## Цель задания
Пожалуйста, замените в отрывке о начале войны «вокзал» на «аэродром» и приведите заново всё, что стоит от слов «Вообще мама была» вниз до слов «тогда не трогали.».

Мама устроилась заведующей в детский сад, но меня решили отдать в другой сад. Из этических соображений.
Вообще мама была незаурядным человеком. Она с отличием окончила русскую гимназию, много читала, состояла даже в тайной сионистской организации. Руководитель организации был арестован, а маму спасло, что, будучи беременной сестренкой Кларусей, она перестала посещать собрания организации. В воскресенье, 22 июня 1941 года в 4 часа утра немцы начали бомбить Киев. В 5 часов началась бомбежка Винницы. В первую же ночь они разбомбили мост через Буг, соединявший две части города. Начали бомбить вокзал. Люди метались по городу в поисках средств передвижения, чтобы покинуть город. Ползли слухи, что немцы никого не тронут, вспоминали, как они вели войну в 1914 году. Жителей тогда не трогали.
В 6 часов утра 22 июня за моим отцом приехала машина (он работал в ОСОВИАХИМе). В 12 часов отец вернулся домой, и, собрав всех жителей нашего двора, сказал, что немцы будут издеваться и убивать местных жителей, особенное евреев, а людей других национальностей будут высылать на каторжные работы в Германию или сажать в концлагеря. Ему дают спецвагон-теплушку и он сможет забрать всех, кто захочет.

## Исходные записи
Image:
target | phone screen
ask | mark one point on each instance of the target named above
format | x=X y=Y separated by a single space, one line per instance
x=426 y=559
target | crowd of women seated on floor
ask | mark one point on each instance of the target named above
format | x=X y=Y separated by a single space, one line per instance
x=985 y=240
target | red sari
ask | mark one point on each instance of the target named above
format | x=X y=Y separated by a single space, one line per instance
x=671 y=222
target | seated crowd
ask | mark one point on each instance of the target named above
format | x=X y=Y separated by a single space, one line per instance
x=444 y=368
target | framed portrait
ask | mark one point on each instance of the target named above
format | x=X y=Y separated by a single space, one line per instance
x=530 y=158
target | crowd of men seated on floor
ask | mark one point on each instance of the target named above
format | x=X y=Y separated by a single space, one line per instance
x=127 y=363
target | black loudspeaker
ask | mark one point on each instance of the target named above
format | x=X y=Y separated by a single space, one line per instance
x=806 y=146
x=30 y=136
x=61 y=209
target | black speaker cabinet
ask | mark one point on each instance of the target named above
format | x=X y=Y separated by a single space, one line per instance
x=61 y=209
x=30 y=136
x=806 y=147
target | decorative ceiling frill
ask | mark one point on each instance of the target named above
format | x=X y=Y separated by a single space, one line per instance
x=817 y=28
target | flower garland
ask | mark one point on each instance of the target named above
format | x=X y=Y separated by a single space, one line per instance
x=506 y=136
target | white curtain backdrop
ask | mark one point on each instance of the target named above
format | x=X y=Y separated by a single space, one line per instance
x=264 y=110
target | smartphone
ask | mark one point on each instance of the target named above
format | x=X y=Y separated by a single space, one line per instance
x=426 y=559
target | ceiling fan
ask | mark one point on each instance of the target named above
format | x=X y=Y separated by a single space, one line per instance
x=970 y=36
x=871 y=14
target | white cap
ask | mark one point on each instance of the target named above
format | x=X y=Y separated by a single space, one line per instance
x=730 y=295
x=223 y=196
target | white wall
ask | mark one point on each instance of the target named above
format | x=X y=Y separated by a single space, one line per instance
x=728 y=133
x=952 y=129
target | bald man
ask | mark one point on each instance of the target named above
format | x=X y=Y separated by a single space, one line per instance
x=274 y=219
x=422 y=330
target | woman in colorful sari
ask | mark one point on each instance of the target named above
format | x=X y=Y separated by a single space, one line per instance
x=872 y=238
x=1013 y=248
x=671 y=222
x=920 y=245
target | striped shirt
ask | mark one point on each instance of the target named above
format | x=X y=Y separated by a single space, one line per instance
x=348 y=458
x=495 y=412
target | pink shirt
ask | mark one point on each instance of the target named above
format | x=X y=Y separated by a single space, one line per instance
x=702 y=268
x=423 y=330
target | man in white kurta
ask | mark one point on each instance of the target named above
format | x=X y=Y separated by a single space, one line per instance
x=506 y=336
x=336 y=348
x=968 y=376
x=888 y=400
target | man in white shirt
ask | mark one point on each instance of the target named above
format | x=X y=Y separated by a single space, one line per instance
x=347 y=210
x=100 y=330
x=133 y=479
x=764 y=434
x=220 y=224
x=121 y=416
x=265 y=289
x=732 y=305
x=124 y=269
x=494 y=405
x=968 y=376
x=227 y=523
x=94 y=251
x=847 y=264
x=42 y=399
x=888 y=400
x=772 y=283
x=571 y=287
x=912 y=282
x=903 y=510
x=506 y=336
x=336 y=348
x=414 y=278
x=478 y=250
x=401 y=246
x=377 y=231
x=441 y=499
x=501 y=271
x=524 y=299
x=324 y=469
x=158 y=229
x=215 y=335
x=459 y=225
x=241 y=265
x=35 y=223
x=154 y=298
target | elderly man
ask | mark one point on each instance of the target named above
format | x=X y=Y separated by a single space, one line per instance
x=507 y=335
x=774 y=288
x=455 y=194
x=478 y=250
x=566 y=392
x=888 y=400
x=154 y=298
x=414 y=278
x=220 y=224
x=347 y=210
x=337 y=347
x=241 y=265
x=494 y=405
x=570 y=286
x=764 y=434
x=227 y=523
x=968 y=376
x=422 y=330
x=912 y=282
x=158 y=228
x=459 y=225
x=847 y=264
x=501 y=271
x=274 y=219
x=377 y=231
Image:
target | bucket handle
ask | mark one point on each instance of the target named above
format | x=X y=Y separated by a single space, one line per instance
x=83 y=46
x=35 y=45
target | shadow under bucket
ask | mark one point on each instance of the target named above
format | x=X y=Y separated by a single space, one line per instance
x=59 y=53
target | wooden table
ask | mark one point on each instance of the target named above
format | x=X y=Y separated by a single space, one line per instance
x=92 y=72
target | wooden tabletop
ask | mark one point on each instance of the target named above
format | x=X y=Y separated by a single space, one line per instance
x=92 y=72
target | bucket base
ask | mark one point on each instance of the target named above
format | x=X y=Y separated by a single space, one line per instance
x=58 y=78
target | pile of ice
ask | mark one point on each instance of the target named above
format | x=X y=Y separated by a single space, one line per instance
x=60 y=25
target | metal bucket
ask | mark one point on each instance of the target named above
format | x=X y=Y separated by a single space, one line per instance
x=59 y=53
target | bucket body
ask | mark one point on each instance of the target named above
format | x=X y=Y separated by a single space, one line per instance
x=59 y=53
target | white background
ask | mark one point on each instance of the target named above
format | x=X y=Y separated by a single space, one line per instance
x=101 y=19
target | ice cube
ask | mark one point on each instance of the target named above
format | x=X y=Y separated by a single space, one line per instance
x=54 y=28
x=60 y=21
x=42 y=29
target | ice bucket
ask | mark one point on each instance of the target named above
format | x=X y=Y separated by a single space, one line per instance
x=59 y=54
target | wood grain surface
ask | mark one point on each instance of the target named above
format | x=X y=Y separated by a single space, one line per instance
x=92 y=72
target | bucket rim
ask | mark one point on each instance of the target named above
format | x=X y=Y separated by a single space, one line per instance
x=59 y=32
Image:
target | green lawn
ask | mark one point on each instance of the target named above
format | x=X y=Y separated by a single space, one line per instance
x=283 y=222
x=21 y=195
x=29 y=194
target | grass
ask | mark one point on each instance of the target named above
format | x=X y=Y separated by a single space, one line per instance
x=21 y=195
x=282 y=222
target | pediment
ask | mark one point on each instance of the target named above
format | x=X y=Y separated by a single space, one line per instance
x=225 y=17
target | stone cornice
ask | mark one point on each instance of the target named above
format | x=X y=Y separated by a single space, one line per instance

## Ответ ниже
Вообще мама была незаурядным человеком. Она с отличием окончила русскую гимназию, много читала, состояла даже в тайной сионистской организации. Руководитель организации был арестован, а маму спасло, что, будучи беременной сестренкой Кларусей, она перестала посещать собрания организации. В воскресенье, 22 июня 1941 года в 4 часа утра немцы начали бомбить Киев. В 5 часов началась бомбежка Винницы. В первую же ночь они разбомбили мост через Буг, соединявший две части города. Начали бомбить аэродром. Люди метались по городу в поисках средств передвижения, чтобы покинуть город. Ползли слухи, что немцы никого не тронут, вспоминали, как они вели войну в 1914 году. Жителей тогда не трогали.